— About this exercise —
Give a single number in reply. It is the count of lines below that contain the string "speckled".

— Given entries —
====

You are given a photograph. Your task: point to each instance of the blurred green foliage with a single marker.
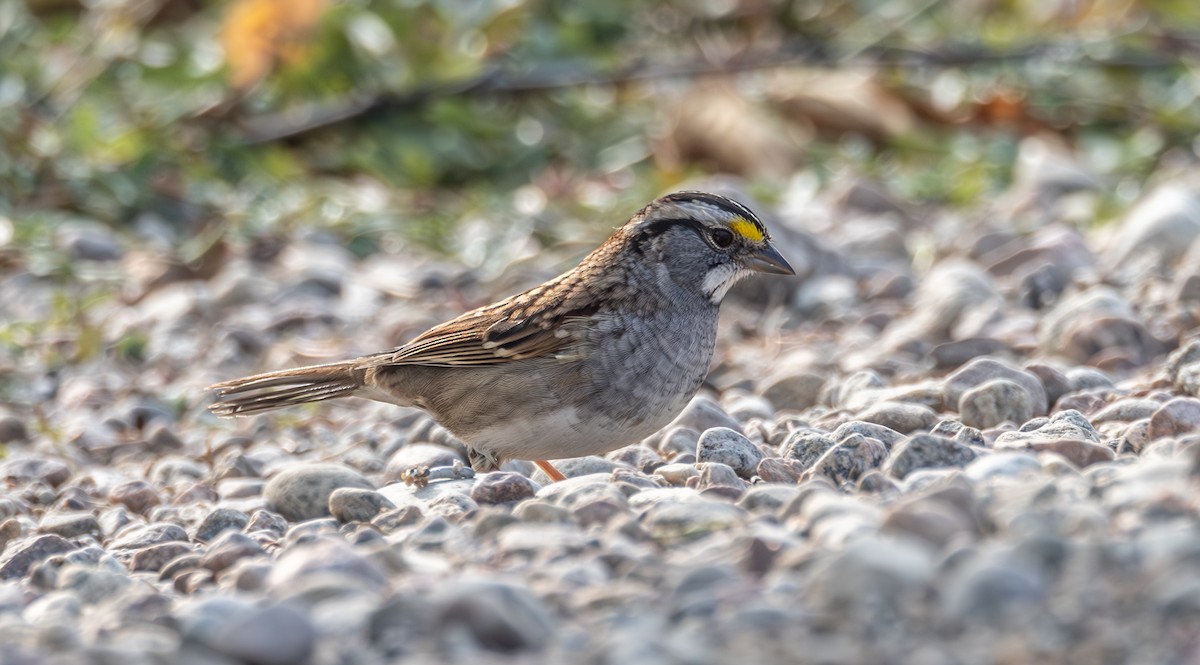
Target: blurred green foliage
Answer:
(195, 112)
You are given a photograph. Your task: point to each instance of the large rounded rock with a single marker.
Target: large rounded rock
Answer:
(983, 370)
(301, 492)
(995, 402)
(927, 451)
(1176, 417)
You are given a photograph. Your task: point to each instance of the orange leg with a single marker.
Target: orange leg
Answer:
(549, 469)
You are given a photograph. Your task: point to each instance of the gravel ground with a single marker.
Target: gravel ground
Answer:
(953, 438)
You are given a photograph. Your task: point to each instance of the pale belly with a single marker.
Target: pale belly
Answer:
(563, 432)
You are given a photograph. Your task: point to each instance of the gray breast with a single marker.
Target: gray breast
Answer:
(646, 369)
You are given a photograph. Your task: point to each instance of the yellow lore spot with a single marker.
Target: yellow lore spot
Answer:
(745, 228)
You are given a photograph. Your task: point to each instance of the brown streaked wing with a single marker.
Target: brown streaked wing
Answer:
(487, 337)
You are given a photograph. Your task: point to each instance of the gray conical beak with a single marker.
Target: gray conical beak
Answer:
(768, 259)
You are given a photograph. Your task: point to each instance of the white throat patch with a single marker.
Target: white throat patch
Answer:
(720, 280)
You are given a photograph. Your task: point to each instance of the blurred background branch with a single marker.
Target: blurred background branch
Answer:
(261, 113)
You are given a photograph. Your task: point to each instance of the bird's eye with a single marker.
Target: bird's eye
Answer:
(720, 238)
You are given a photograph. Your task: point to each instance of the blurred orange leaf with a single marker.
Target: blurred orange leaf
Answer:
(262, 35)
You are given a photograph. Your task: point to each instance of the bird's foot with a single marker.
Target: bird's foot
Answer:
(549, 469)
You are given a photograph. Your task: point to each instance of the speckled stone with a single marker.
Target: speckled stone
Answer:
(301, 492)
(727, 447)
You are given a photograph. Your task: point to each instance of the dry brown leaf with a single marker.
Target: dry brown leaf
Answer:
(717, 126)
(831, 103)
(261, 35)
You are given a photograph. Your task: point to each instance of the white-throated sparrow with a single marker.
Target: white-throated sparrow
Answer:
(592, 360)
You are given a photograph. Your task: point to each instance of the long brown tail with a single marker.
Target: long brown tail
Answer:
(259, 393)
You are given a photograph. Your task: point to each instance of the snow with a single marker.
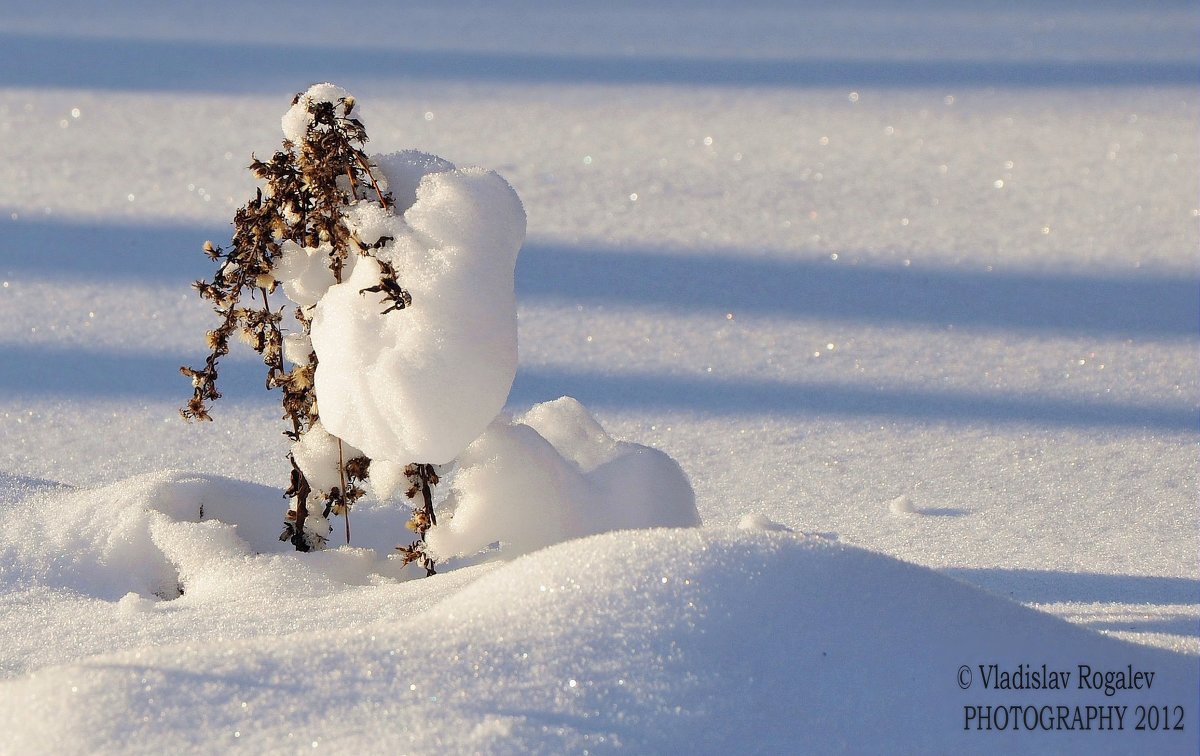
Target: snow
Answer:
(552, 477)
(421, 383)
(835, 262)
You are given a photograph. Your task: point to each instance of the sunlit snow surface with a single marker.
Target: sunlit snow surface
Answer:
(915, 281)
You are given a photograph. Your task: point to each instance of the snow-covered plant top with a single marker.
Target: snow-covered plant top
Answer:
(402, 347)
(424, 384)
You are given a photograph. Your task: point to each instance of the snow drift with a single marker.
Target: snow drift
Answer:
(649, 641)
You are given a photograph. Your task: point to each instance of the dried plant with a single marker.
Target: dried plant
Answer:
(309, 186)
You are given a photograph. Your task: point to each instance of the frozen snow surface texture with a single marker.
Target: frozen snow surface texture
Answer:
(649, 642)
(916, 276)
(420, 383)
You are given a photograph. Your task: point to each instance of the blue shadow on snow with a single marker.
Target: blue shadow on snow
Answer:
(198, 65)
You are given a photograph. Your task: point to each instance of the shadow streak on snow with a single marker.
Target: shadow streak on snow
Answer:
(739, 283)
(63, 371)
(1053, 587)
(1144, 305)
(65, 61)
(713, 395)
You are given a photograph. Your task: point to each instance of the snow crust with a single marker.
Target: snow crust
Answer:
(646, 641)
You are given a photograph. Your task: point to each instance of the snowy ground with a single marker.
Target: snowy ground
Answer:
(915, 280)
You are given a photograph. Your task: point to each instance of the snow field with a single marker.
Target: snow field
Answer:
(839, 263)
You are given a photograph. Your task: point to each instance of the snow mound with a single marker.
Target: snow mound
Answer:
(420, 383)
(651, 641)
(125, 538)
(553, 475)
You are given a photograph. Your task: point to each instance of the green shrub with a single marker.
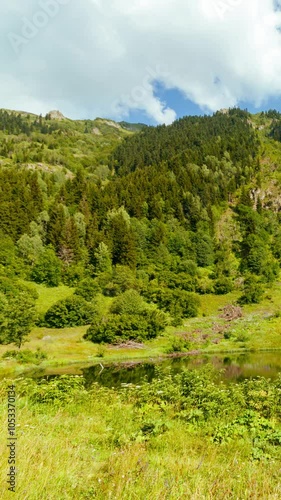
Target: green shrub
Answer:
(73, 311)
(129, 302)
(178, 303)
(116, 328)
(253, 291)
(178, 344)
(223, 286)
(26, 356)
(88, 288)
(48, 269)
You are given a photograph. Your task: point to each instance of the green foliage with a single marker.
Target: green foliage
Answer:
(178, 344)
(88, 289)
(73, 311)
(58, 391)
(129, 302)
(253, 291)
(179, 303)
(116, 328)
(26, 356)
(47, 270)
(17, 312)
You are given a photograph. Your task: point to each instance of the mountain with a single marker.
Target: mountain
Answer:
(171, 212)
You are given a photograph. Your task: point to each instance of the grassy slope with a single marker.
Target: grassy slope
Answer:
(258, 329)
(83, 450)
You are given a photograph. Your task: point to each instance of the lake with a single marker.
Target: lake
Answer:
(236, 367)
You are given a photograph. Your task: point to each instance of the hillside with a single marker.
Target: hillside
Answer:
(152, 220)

====

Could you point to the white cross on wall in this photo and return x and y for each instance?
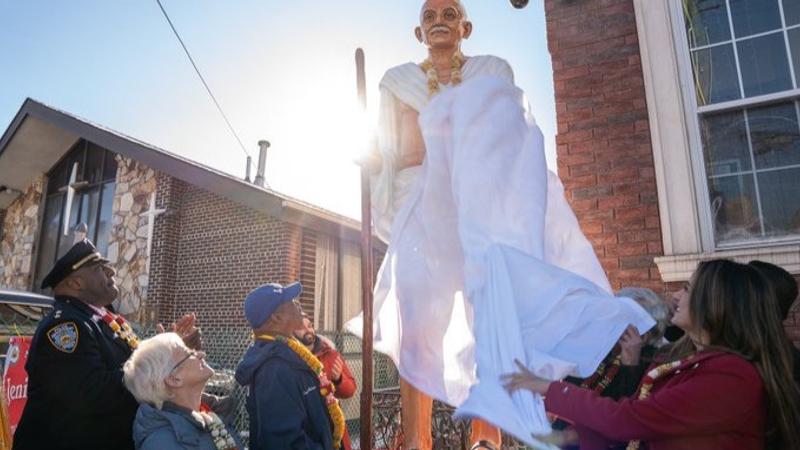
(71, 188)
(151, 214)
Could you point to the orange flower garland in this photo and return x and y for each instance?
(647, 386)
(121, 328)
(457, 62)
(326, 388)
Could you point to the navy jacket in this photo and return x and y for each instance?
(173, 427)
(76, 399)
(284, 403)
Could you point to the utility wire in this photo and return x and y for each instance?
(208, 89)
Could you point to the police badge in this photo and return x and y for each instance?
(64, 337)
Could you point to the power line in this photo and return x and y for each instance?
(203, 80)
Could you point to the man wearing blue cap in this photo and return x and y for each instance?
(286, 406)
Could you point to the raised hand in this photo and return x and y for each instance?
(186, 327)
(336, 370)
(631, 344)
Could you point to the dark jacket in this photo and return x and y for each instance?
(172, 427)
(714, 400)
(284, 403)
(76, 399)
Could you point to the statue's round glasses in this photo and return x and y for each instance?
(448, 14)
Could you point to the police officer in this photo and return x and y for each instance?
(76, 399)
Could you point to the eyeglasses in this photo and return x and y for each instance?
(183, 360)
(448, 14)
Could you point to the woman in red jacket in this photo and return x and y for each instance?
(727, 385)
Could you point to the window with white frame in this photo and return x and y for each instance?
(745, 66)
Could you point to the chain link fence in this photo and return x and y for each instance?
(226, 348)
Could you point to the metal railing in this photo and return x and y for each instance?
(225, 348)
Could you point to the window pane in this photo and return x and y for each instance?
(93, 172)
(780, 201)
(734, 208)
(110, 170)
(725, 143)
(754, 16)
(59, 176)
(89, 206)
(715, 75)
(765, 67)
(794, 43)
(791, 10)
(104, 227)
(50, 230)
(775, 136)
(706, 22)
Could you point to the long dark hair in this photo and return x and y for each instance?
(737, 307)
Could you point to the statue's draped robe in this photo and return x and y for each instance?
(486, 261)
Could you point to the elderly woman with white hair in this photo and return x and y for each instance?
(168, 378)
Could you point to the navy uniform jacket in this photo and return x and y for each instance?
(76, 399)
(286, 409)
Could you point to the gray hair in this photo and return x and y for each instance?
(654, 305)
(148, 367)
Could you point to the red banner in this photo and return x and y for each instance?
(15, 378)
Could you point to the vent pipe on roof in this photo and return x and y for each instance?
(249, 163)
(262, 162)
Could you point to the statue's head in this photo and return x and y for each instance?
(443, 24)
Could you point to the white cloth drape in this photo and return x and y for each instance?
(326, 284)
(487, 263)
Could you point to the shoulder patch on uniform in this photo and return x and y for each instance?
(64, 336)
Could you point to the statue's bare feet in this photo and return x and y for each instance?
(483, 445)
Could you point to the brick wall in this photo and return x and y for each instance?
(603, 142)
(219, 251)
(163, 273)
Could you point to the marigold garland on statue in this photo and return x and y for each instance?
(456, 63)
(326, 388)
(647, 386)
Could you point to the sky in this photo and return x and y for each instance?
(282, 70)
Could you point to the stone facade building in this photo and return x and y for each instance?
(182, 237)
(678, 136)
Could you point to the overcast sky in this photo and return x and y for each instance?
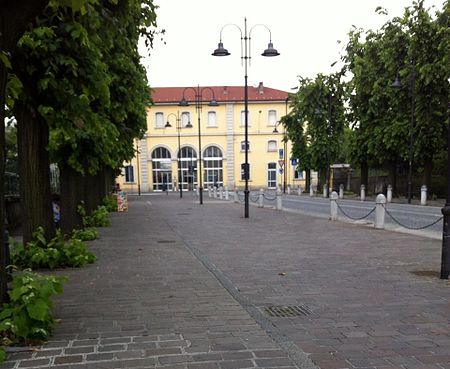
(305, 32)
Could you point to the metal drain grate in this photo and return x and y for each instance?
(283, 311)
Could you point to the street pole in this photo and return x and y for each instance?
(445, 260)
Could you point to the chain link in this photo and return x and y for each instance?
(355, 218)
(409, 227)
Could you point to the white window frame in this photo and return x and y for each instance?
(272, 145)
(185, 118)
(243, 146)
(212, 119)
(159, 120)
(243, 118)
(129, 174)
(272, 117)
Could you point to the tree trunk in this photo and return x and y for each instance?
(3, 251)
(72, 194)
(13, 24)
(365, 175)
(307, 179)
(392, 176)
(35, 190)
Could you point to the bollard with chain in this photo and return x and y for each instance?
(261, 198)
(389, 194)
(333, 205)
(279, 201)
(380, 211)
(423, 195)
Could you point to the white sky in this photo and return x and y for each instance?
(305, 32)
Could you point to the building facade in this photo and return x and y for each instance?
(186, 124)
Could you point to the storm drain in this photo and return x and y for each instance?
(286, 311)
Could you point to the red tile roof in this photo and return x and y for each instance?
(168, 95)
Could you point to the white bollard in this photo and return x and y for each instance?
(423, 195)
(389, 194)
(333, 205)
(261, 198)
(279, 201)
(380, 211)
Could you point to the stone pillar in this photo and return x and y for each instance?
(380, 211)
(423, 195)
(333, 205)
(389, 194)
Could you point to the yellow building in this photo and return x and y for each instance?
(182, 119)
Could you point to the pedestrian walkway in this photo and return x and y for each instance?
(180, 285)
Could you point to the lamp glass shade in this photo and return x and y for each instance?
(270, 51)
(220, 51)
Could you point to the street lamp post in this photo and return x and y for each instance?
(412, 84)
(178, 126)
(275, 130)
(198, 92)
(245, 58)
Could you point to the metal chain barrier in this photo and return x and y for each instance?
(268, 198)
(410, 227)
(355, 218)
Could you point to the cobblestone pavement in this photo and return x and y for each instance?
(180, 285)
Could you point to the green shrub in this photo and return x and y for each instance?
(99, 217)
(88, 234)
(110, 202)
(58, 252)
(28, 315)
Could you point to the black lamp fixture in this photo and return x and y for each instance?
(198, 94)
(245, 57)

====

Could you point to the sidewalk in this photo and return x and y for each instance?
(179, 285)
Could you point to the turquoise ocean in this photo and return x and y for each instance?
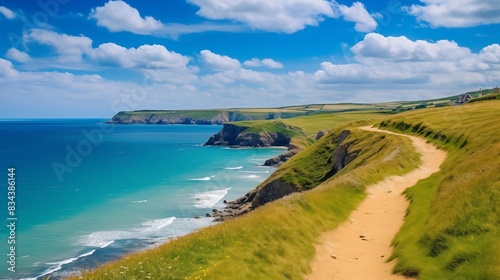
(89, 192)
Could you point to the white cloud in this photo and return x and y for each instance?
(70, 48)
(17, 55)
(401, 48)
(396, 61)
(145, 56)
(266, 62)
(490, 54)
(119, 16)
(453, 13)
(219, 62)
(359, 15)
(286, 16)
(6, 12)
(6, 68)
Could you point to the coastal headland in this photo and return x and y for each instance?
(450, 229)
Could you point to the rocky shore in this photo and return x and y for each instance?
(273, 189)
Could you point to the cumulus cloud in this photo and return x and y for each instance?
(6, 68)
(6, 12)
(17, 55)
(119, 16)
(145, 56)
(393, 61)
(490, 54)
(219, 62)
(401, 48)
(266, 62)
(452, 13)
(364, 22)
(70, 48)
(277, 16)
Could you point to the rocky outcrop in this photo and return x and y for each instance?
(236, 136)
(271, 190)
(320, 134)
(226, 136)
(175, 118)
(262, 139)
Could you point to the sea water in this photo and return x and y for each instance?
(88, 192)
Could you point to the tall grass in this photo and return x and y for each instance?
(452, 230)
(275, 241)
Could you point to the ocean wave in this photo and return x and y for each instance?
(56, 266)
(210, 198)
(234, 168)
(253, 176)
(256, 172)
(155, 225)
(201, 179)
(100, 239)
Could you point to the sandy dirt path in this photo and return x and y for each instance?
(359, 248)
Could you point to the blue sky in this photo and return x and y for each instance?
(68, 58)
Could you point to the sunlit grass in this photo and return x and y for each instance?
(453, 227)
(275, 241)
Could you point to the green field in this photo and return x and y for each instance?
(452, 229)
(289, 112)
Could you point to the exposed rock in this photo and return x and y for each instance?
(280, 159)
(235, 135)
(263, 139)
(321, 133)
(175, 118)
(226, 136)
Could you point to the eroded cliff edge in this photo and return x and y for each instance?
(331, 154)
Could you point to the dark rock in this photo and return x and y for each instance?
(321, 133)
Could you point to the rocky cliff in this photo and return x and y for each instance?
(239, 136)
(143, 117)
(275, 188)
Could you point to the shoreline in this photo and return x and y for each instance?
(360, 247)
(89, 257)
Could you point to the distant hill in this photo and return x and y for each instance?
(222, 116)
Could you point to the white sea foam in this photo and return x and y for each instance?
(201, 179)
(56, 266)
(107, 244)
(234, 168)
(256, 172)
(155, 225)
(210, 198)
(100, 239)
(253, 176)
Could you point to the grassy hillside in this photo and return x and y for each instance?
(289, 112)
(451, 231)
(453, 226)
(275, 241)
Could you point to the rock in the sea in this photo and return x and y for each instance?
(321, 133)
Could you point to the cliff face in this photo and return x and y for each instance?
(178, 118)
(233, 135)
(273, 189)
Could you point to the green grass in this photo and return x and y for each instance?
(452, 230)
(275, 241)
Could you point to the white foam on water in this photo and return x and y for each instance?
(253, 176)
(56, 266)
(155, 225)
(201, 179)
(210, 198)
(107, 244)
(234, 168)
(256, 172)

====

— Result of the task —
2